EXCERPT PROVIDED »
━━━

August 15-18
After Belgrade and spending a lot of time in cities Shell was aching to get out into the countryside, and now we had a car to do it with. She was able to find a great spot for us at the Drina Tara Rafting facility in Bosnia and Herzegovina. They have a lot of little cabins available along with a lot of day excursions. We chose white water rafting on the Drina, which has brilliant aquamarine waters suitable for swimming and drinking. Then, a full day of hiking in Sutjeska National Park, which this site rightly called the Yosemite of the Balkans.
Our drive into the rafting place was our toughest yet. Road ways would give way to narrow mountain passes, then turn to dirt, and eventually would yield cows and sheep. All the while speed limits would rise and dip with little notice accompanied by police officers around random blind corners. As one other car and I negotiated a one lane pass I’m fairly certain one front wheel left the cliff edge. Thankfully, I still had enough traction to reverse a smidge in our front wheel drive. My nerves were a bit bent by the time we got to camp, but done once it’s quite easy to do again.
The camp is remarkably efficient for not having any sort of computers or point-of-sale solution. Guest itineraries and requests were all kept via paper records. Spread sheet like pages would track who was to be where and when. They would even group us up in our activities to best match people for a good time. For example, on our rafting day, they paired us with a pair of Brits – father and daughter, and a pair of Italian sisters with their husbands, one of which is from Portland, OR. Splendid group to go with and we all could communicate without issue.
The river was not as full as it had been in the past. The British father had been at this camp one other time and remarked that the rapids were Class 6. The same class of rapids I had done in Colorado, which could be harrowing at times. However, our white water excursion in Bosnia was rather tame and involved a lot of rowing. But the swims were refreshing if not bone piercingly cold. The scenery in the canyon is something else. The rock rises up with the colors and sheer rock faces of Yosemite, with what trees and greenery that can attach, and the waters are a purely clear and translucent aquamarine, something out of Alberta and Banff.
We negotiate all the rapids with ease guided by our guide, Dan, who also spins us around some and has some fun along the way. He didn’t speak much English, but our crew had a good time. Along the way, there are swimming stops and jumping points, you also break for a pit spot where there are cold beers available.
The camp fed us three square meals a day, usually too much food for the two of us on each meal. Mornings were a selection of fried or scrambled eggs with cured meats and a side of bread. Lunch depended on the day, but dinner was a big meal and varied each day. It clearly was pre-planned ahead of time as they take no orders just our reservation name. Food would be delivered shortly after. We would also order the house red which came out of a large, unlabeled jug maybe 5L large. Hey, it was good and what was available.

━━━

PROVIDED RECORDS »
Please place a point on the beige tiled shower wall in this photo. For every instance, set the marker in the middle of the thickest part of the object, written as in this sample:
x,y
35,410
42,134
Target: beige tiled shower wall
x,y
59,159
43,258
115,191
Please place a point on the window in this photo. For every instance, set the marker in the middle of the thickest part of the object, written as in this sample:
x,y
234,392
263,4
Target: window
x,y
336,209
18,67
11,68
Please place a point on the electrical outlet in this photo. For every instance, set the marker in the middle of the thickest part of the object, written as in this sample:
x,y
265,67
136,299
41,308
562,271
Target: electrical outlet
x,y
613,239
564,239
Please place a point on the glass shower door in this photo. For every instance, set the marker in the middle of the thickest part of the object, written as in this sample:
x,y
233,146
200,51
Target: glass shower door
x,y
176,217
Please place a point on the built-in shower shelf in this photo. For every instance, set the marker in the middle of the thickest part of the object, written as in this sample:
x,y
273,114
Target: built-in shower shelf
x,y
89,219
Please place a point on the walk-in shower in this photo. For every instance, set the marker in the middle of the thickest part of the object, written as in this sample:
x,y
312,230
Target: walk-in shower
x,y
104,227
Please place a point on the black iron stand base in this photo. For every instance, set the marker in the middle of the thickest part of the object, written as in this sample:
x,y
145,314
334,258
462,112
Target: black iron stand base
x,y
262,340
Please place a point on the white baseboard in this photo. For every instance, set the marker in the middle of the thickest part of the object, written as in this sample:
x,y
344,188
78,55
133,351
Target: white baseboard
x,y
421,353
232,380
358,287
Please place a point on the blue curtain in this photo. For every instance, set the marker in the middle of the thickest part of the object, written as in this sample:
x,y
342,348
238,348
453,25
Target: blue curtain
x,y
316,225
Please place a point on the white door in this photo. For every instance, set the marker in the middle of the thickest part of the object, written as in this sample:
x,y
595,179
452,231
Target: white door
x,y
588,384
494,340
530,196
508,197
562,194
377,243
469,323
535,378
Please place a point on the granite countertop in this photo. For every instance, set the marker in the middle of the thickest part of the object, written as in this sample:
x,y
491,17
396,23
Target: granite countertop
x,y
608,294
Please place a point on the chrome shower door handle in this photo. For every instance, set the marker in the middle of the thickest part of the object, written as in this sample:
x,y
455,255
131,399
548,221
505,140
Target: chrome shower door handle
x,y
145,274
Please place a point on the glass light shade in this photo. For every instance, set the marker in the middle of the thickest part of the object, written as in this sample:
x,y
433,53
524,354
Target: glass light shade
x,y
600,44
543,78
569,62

━━━

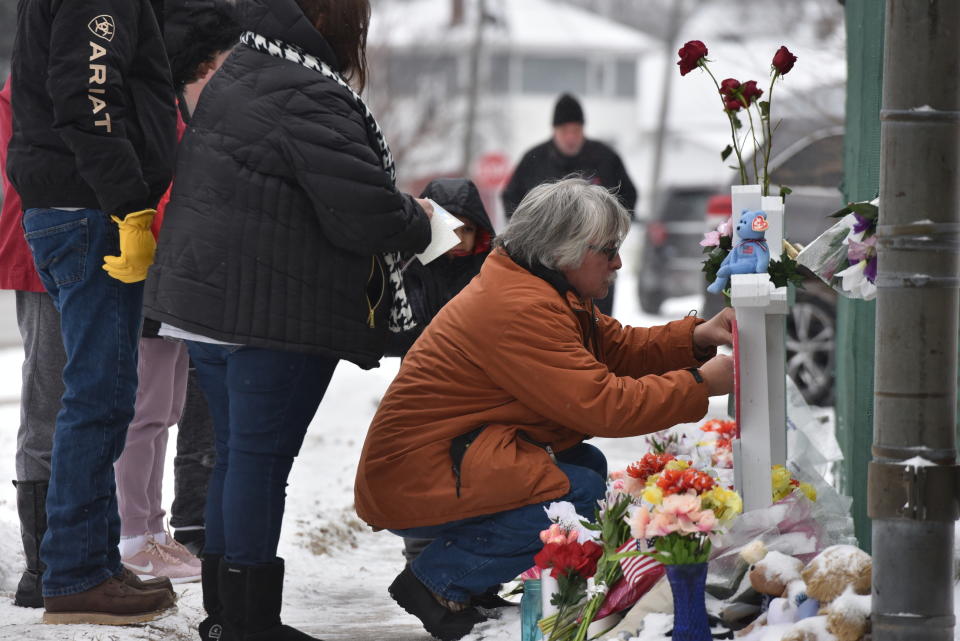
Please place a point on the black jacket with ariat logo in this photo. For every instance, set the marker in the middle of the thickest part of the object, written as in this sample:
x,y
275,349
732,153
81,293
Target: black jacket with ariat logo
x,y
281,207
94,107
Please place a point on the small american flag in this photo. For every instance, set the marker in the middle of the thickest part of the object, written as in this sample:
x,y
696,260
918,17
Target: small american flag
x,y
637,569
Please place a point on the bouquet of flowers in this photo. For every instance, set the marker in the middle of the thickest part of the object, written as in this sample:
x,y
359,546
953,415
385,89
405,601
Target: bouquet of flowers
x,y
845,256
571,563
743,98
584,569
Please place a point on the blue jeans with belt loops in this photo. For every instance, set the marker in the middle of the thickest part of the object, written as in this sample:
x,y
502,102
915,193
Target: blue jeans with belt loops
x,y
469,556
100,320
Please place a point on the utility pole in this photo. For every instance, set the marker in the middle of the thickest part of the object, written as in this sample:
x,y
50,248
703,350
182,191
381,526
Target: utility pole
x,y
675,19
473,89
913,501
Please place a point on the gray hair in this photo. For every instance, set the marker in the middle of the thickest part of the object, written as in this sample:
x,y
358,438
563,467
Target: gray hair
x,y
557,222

━━━

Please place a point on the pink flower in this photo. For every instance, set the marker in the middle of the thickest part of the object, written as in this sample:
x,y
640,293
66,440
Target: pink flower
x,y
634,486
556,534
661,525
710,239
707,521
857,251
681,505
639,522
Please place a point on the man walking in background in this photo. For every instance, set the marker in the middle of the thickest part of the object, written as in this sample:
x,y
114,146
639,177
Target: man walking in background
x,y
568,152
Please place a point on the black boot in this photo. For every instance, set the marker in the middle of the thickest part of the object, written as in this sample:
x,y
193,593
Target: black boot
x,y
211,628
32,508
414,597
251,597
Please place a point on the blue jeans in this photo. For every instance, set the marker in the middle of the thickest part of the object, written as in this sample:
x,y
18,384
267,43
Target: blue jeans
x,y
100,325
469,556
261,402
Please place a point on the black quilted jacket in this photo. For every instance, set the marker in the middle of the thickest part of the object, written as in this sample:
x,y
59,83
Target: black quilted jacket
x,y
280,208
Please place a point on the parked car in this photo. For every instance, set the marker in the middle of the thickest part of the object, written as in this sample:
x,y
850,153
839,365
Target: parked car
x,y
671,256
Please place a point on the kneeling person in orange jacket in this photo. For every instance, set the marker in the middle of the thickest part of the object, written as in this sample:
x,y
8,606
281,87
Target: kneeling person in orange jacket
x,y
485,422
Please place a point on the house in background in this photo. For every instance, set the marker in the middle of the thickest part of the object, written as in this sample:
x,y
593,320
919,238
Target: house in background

━━━

REQUIREMENT A » In the travel account, list every kind of stop made along the river during the rafting trip.
REQUIREMENT B » Retype the passage of the travel account that begins at the words "The camp is" and stops after "communicate without issue.".
REQUIREMENT C » Based on the travel account, say whether each statement is true, answering yes or no and quoting the words that decide it: (i) The camp kept guest itineraries on computers. (ii) The rafting guide, Dan, did not speak much English. (iii) The house red was served from a labeled bottle.

EXERCISE SOLUTION A »
- Swimming stops
- Jumping points
- A pit spot where there are cold beers available

EXERCISE SOLUTION B »
The camp is remarkably efficient for not having any sort of computers or point-of-sale solution. Guest itineraries and requests were all kept via paper records. Spread sheet like pages would track who was to be where and when. They would even group us up in our activities to best match people for a good time. For example, on our rafting day, they paired us with a pair of Brits – father and daughter, and a pair of Italian sisters with their husbands, one of which is from Portland, OR. Splendid group to go with and we all could communicate without issue.

EXERCISE SOLUTION C »
(i) No: "Guest itineraries and requests were all kept via paper records."
(ii) Yes: "He didn’t speak much English"
(iii) No: "came out of a large, unlabeled jug maybe 5L large"